● **Exercise objective**
Repeat the listing in full, preserving every character.

● **Information provided**
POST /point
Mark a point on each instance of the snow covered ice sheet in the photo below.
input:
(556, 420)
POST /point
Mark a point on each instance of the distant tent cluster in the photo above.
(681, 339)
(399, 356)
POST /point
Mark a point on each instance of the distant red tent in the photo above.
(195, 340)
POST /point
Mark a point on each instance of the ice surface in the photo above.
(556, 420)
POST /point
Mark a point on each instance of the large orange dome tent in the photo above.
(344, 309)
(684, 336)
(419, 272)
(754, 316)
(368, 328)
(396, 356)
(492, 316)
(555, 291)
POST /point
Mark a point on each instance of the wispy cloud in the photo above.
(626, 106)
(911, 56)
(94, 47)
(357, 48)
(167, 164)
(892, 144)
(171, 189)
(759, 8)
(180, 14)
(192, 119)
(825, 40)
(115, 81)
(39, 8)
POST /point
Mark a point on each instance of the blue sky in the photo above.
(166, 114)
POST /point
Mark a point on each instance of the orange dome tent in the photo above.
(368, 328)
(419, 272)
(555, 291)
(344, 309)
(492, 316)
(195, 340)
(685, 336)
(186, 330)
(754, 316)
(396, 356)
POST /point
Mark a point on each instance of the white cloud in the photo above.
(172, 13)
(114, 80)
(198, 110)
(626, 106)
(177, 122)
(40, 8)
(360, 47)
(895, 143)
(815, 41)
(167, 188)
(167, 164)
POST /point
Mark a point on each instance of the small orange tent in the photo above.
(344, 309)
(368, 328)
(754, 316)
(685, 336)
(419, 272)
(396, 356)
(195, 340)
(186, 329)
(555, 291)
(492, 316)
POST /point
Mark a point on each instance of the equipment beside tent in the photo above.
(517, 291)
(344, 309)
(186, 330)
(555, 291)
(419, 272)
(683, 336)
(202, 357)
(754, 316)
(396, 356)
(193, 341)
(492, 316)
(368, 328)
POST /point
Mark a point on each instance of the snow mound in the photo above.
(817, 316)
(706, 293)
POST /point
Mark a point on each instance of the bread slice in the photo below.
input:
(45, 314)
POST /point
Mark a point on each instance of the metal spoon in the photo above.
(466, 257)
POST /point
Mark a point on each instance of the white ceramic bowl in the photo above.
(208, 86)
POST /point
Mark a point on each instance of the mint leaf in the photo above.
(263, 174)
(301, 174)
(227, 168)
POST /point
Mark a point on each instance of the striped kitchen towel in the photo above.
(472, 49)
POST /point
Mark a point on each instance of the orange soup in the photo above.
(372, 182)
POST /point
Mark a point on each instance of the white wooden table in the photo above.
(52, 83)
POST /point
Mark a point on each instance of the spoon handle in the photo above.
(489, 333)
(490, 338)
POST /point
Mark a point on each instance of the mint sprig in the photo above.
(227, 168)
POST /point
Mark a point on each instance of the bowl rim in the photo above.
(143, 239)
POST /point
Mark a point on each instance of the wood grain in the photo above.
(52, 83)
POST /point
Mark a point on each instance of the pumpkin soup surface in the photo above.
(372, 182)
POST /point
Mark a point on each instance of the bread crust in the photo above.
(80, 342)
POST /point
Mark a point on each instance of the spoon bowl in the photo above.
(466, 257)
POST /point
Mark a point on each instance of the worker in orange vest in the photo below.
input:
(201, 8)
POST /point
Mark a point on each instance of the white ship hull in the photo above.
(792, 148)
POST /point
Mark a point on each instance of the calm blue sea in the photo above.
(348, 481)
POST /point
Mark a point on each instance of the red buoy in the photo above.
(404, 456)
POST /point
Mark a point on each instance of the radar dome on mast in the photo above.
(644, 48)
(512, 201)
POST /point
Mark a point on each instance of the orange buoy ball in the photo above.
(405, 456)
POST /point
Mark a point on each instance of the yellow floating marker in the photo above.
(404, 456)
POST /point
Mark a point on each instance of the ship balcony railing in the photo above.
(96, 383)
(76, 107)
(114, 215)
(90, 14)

● **Answer section**
POST /point
Mark a point on each instance of the snow covered ice sheet in the photo below.
input:
(556, 420)
POST /point
Mark a point on each instance of the distant tent cluster in the photo above.
(681, 339)
(399, 356)
POST /point
Mark a point on each instance of the distant red tent in the photo above.
(195, 340)
POST /point
Mark a point on each instance of the ice surface in the photo above.
(556, 420)
POST /point
Mark a point on each instance of the large orange dome tent in the photo above.
(344, 309)
(684, 336)
(419, 272)
(754, 316)
(368, 328)
(396, 356)
(492, 316)
(555, 291)
POST /point
Mark a point on each instance of the wispy cloud in the photo above.
(626, 106)
(911, 56)
(94, 47)
(357, 48)
(167, 164)
(892, 144)
(171, 189)
(759, 8)
(180, 14)
(192, 119)
(825, 40)
(115, 81)
(39, 8)
POST /point
Mark a point on each instance of the blue sky in the photo above.
(166, 114)
POST /point
Mark a point on each instance of the orange dome tent in the photo above.
(368, 328)
(419, 272)
(555, 291)
(344, 309)
(492, 316)
(195, 340)
(685, 336)
(186, 330)
(754, 316)
(396, 356)
POST /point
Mark a point on each instance of the white cloud in the photo above.
(172, 13)
(114, 80)
(198, 110)
(626, 106)
(177, 122)
(40, 8)
(360, 47)
(895, 143)
(815, 41)
(167, 188)
(167, 164)
POST /point
Mark a point on each instance of the small orange tent in the photo above.
(344, 309)
(368, 328)
(754, 316)
(685, 336)
(419, 272)
(396, 356)
(195, 340)
(186, 329)
(555, 291)
(492, 316)
POST /point
Mark a point on each instance of the equipment beside tent in the photo above.
(517, 291)
(344, 309)
(186, 330)
(555, 291)
(419, 272)
(683, 336)
(202, 357)
(754, 316)
(396, 356)
(193, 341)
(492, 316)
(368, 328)
POST /point
Mark a point on each instance of the snow mound in the photo above.
(817, 316)
(706, 293)
POST /point
Mark a point on each instance of the bread slice in the photo below.
input:
(45, 314)
POST /point
Mark a point on each instance of the metal spoon in the photo above.
(466, 257)
POST /point
Mark a point on each instance of the white ceramic bowl in the photo above.
(208, 86)
POST /point
Mark a point on each instance of the mint leaf in the photo above.
(263, 174)
(301, 174)
(227, 168)
POST /point
Mark a point on each instance of the striped kitchen towel in the photo above.
(472, 49)
POST /point
Mark a point on each instance of the orange soup in the photo above.
(372, 182)
POST /point
Mark a point on each instance of the white wooden table in the photo above.
(52, 83)
POST /point
Mark a point on each instance of the spoon handle in the photo above.
(489, 333)
(490, 338)
POST /point
Mark a point on each instance of the mint sprig in the photo above.
(227, 168)
POST /point
Mark a point on each instance of the bowl rim in the photo above.
(143, 239)
POST /point
Mark a point on each instance of the wood grain in the photo above.
(52, 83)
POST /point
Mark a point on each instance of the pumpkin soup surface in the photo above.
(372, 182)
POST /point
Mark a point on each instance of the bread crust in the photo above.
(80, 342)
POST /point
Mark a point on each instance of the spoon bowl in the photo above.
(466, 257)
POST /point
Mark a point on each instance of the worker in orange vest in the photo below.
input:
(201, 8)
POST /point
Mark a point on each instance of the white ship hull in the photo above.
(792, 148)
POST /point
Mark a point on each instance of the calm blue sea in the photo above.
(348, 481)
POST /point
Mark a point on each instance of the red buoy in the photo above.
(404, 456)
POST /point
Mark a point on each instance of the radar dome on mast in the photo above.
(644, 48)
(512, 201)
POST /point
Mark a point on each instance of the orange buoy ball in the photo above.
(405, 456)
POST /point
Mark a point on each instance of the yellow floating marker in the photo above.
(404, 456)
POST /point
Mark a point on each instance of the ship balcony railing in the photo above.
(96, 383)
(76, 107)
(114, 215)
(90, 14)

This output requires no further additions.